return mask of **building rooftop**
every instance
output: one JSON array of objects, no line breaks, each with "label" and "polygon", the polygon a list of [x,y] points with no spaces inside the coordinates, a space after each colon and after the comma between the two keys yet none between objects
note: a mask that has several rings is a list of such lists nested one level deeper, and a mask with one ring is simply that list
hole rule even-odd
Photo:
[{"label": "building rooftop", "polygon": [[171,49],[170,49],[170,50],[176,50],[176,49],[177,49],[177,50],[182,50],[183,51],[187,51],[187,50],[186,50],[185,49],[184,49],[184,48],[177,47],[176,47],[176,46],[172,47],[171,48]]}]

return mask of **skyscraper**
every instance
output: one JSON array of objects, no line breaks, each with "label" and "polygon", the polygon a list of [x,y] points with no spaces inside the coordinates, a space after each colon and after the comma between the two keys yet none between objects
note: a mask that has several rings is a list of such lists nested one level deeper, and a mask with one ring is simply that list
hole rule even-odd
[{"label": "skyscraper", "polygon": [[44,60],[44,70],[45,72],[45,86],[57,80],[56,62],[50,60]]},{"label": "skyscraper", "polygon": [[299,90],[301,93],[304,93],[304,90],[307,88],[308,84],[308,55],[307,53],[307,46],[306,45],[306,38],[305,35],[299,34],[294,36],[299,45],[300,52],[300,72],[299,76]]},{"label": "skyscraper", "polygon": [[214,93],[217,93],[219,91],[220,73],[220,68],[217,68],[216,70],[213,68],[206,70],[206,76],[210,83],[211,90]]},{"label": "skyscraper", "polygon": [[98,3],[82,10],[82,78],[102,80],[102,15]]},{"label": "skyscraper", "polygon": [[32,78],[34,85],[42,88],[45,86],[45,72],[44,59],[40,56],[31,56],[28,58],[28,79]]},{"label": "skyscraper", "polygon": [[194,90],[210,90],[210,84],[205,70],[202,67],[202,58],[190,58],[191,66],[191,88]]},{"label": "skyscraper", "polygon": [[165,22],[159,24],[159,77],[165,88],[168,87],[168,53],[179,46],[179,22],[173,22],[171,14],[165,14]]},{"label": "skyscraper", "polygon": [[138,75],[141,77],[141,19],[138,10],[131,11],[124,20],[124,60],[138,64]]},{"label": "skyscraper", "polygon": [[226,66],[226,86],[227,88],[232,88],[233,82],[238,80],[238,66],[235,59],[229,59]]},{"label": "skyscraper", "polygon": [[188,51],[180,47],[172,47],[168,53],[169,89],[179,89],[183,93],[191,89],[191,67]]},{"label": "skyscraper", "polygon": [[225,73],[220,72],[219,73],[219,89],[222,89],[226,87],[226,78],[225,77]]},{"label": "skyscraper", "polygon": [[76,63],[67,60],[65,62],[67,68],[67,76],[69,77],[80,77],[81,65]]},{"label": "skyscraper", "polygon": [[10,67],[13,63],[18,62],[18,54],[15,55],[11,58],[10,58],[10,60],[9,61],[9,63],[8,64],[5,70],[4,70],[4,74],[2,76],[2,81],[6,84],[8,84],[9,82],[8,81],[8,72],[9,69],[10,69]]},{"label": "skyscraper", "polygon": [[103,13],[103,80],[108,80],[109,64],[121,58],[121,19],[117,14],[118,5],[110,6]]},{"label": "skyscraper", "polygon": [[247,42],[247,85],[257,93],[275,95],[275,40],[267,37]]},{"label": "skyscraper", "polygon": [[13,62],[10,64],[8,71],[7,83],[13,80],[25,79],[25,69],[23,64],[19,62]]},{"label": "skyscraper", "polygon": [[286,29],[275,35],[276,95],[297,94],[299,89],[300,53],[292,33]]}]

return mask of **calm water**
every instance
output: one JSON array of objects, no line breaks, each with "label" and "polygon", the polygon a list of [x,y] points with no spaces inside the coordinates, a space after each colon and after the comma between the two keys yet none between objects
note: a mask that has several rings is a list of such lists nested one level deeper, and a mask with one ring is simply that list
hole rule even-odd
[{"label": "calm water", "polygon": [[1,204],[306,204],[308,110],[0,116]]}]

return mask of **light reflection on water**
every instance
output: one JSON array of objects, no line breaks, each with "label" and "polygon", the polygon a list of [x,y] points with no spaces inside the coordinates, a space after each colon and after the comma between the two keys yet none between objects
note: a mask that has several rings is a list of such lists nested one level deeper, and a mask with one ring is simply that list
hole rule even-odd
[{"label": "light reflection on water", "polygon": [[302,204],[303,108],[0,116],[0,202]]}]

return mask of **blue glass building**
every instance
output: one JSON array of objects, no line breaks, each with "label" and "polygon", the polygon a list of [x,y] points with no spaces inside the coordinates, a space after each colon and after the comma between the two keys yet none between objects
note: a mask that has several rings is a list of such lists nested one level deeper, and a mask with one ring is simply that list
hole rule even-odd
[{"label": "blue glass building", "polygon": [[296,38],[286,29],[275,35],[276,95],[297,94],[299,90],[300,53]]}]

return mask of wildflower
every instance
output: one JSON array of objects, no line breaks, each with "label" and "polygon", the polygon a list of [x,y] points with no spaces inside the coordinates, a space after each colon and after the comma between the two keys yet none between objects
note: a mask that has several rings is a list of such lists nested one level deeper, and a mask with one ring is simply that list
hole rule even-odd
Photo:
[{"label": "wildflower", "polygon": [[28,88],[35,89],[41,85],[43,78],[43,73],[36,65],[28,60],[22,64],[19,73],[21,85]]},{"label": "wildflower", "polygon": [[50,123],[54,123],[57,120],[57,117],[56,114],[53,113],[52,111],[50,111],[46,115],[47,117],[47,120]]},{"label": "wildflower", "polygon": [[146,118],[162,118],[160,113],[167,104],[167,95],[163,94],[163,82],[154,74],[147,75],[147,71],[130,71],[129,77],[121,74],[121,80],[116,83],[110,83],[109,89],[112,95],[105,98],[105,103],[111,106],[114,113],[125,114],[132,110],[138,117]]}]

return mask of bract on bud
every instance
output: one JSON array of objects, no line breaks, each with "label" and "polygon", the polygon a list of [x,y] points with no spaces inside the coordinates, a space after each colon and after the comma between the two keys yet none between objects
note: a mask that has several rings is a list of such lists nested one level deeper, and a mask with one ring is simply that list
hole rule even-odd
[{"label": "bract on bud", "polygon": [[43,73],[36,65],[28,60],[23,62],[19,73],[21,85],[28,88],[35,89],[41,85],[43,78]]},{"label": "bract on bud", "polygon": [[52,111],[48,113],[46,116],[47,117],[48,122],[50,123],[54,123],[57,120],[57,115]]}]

────────────────

__PROBLEM TO WORK ON__
Turn the lines of these items into a numbered list, leaving out the blank lines.

__ANSWER__
1. return mask of **building rooftop**
2. every instance
3. output: one JSON array of objects, no line breaks, each with "label" and "polygon", the polygon a list of [x,y] points with no spaces inside the coordinates, a space after each colon and after the comma between the two keys yet none between objects
4. note: a mask that has several rings is a list of such lists nested one level deeper, and a mask with one ring is simply that list
5. hole rule even-odd
6. Photo:
7. [{"label": "building rooftop", "polygon": [[171,49],[170,49],[170,50],[176,50],[176,49],[177,49],[177,50],[182,50],[183,51],[187,51],[187,50],[186,50],[185,49],[184,49],[184,48],[177,47],[176,47],[176,46],[172,47],[171,48]]}]
8. return mask of **skyscraper**
9. every instance
10. output: one JSON array of objects, no line breaks, each with "label" and "polygon", the polygon a list of [x,y] points with no spaces inside the coordinates, a space after each colon and after the comma between the two keys yet none between objects
11. note: a mask that has several rings is a list of such lists nested one level deeper, and a mask with one ring is simply that list
12. hole rule even-odd
13. [{"label": "skyscraper", "polygon": [[44,60],[44,70],[45,72],[45,86],[57,80],[56,62],[50,60]]},{"label": "skyscraper", "polygon": [[299,90],[301,93],[304,93],[304,90],[307,88],[308,84],[308,55],[307,53],[307,46],[306,45],[306,38],[305,35],[299,34],[294,36],[299,45],[300,52],[300,72],[299,76]]},{"label": "skyscraper", "polygon": [[214,93],[217,93],[219,91],[220,73],[220,68],[217,68],[216,70],[213,68],[206,70],[206,76],[210,83],[211,90]]},{"label": "skyscraper", "polygon": [[98,3],[82,10],[82,78],[102,80],[102,15]]},{"label": "skyscraper", "polygon": [[32,78],[34,85],[42,88],[45,86],[45,72],[44,59],[40,56],[31,56],[28,58],[28,79]]},{"label": "skyscraper", "polygon": [[194,90],[210,90],[210,84],[205,70],[202,67],[202,58],[190,58],[191,66],[191,88]]},{"label": "skyscraper", "polygon": [[165,22],[159,24],[159,77],[165,88],[168,87],[168,53],[179,46],[179,22],[173,22],[171,14],[165,14]]},{"label": "skyscraper", "polygon": [[138,75],[141,77],[141,19],[138,10],[131,11],[124,20],[124,60],[138,64]]},{"label": "skyscraper", "polygon": [[226,66],[226,86],[227,88],[232,88],[233,82],[238,80],[238,66],[235,59],[229,59]]},{"label": "skyscraper", "polygon": [[188,51],[180,47],[172,47],[168,53],[169,89],[179,89],[183,93],[191,89],[191,67]]},{"label": "skyscraper", "polygon": [[225,73],[220,72],[219,73],[219,89],[222,89],[226,87],[226,78],[225,77]]},{"label": "skyscraper", "polygon": [[76,63],[67,60],[65,62],[67,68],[67,76],[69,77],[80,77],[81,65]]},{"label": "skyscraper", "polygon": [[10,67],[13,63],[18,62],[18,54],[15,55],[11,58],[10,58],[10,60],[9,61],[9,63],[8,64],[5,70],[4,70],[4,74],[2,76],[2,81],[6,84],[8,84],[9,82],[8,81],[8,72],[9,69],[10,69]]},{"label": "skyscraper", "polygon": [[103,13],[103,80],[108,80],[109,64],[121,58],[121,19],[117,14],[118,5],[110,6]]},{"label": "skyscraper", "polygon": [[247,42],[247,85],[257,93],[275,95],[275,40],[267,37]]},{"label": "skyscraper", "polygon": [[13,62],[10,64],[8,71],[7,83],[13,80],[25,79],[25,69],[23,64],[19,62]]},{"label": "skyscraper", "polygon": [[286,29],[275,35],[276,95],[297,94],[299,89],[300,53],[292,33]]}]
14. return mask of **calm water**
15. every instance
16. output: one JSON array of objects, no line breaks, each with "label" and "polygon", the polygon a list of [x,y] points with no spaces inside the coordinates, a space after each colon and after the comma between the two keys yet none between objects
17. note: a mask that has several rings is a list of such lists nested one level deeper, and a mask with one ring is simply that list
18. hole rule even-odd
19. [{"label": "calm water", "polygon": [[1,204],[306,204],[308,110],[0,116]]}]
20. return mask of **light reflection on water**
21. every instance
22. output: one JSON array of objects, no line breaks, each with "label" and "polygon", the polygon a list of [x,y] points with no spaces inside the coordinates, a space after each colon and after the comma between the two keys yet none between objects
23. note: a mask that has several rings is a list of such lists nested one level deeper, and a mask with one ring is simply that list
24. hole rule even-odd
25. [{"label": "light reflection on water", "polygon": [[302,204],[303,108],[0,116],[0,202]]}]
26. return mask of **blue glass building**
27. every instance
28. output: one JSON array of objects, no line breaks, each with "label" and "polygon", the polygon a list of [x,y] points with no spaces inside the coordinates, a space after each colon and after the comma between the two keys yet none between objects
29. note: a mask that has several rings is a list of such lists nested one level deeper, and a mask with one ring is simply that list
30. hole rule even-odd
31. [{"label": "blue glass building", "polygon": [[296,38],[286,29],[275,35],[276,95],[297,94],[299,90],[300,53]]}]
32. return mask of wildflower
33. every instance
34. output: one JSON array of objects, no line breaks, each with "label" and "polygon", the polygon a list of [x,y] points with no spaces inside the coordinates, a space after each colon and after the comma between the two keys yet none between objects
35. note: a mask that has several rings is a list of such lists nested one level deeper, and a mask with one ring is simply that list
36. hole rule even-odd
37. Photo:
38. [{"label": "wildflower", "polygon": [[28,88],[35,89],[41,85],[43,78],[43,73],[36,65],[28,60],[22,64],[19,73],[21,85]]},{"label": "wildflower", "polygon": [[50,123],[54,123],[57,120],[57,117],[56,114],[53,113],[52,111],[50,111],[46,115],[47,117],[47,120]]},{"label": "wildflower", "polygon": [[146,118],[162,118],[160,113],[167,104],[167,95],[163,94],[163,82],[154,74],[147,75],[147,71],[130,71],[129,77],[121,74],[121,80],[116,83],[110,83],[109,89],[112,95],[105,98],[105,103],[111,106],[114,113],[125,114],[132,110],[138,117]]}]
39. return mask of bract on bud
40. every instance
41. output: one JSON array of objects, no line breaks, each with "label" and "polygon", the polygon a list of [x,y] points with no spaces inside the coordinates, a space after each colon and after the comma between the two keys yet none between objects
42. note: a mask that has several rings is a list of such lists nested one level deeper, and a mask with one ring is simply that list
43. hole rule even-odd
44. [{"label": "bract on bud", "polygon": [[43,73],[36,65],[28,60],[23,62],[19,73],[21,85],[28,88],[35,89],[41,85],[43,78]]},{"label": "bract on bud", "polygon": [[52,111],[48,113],[46,116],[47,117],[48,122],[50,123],[54,123],[57,120],[57,115]]}]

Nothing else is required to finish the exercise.